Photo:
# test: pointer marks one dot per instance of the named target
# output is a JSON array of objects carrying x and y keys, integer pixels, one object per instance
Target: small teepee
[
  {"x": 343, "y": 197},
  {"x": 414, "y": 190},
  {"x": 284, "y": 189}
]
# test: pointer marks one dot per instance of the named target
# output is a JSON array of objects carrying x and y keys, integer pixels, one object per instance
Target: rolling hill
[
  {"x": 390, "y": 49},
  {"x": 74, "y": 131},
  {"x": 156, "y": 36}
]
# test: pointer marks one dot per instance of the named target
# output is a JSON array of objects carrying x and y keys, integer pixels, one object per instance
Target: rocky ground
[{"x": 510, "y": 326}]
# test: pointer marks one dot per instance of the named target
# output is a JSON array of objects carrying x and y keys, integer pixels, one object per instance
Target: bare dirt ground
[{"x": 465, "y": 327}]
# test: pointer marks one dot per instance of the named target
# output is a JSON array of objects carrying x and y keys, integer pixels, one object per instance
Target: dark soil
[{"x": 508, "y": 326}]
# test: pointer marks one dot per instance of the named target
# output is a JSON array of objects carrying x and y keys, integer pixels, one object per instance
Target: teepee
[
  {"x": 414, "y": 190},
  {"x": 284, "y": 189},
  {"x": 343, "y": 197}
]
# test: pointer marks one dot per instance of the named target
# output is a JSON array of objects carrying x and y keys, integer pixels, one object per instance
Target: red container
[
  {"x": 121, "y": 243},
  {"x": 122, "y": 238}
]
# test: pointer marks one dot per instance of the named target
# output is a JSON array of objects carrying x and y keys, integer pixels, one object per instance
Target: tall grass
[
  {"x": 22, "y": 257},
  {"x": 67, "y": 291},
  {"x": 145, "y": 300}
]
========
# Goal of the exercise
Your task is to transcribe the material, which must come out exactly as written.

# Task response
Photo:
# test: pointer marks one dot per instance of the named target
# output is a JSON array of objects carrying x and y keys, integer pixels, one object per instance
Target: small teepee
[
  {"x": 343, "y": 197},
  {"x": 414, "y": 190},
  {"x": 284, "y": 189}
]
# test: pointer marks one dot per instance of the named target
# output is a JSON array of objects carrying x and y keys, integer pixels, one object per instance
Target: rolling hill
[
  {"x": 390, "y": 49},
  {"x": 74, "y": 131},
  {"x": 156, "y": 36}
]
# test: pointer marks one dot per instance of the named target
# output is a JSON array of objects carrying x and y keys, integer pixels, one object per instance
Target: rocky ground
[{"x": 510, "y": 326}]
# test: pointer marks one dot per instance of the named target
# output is a JSON array of objects carrying x and y keys, integer pixels, one object per instance
Target: bare dirt ground
[{"x": 465, "y": 327}]
# test: pointer marks one dot per instance of the named target
# output is a JSON array of objects carrying x and y keys, integer pixels, one object per instance
Target: dark soil
[{"x": 508, "y": 326}]
# test: pointer marks one dot per instance of the named target
# output is a JSON array of objects carrying x and y keys, integer pixels, one object per instance
Target: teepee
[
  {"x": 414, "y": 190},
  {"x": 284, "y": 189},
  {"x": 343, "y": 197}
]
# test: pointer marks one dot per instance of the named target
# output is a JSON array of objects carrying x and y keys, integer pixels, one object per instance
Target: red container
[
  {"x": 121, "y": 243},
  {"x": 122, "y": 238}
]
# test: pointer marks one dot per instance of the named target
# output is a JSON array of objects carrying x and y keys, integer pixels, one object per instance
Target: tall grass
[
  {"x": 22, "y": 257},
  {"x": 67, "y": 291},
  {"x": 145, "y": 300}
]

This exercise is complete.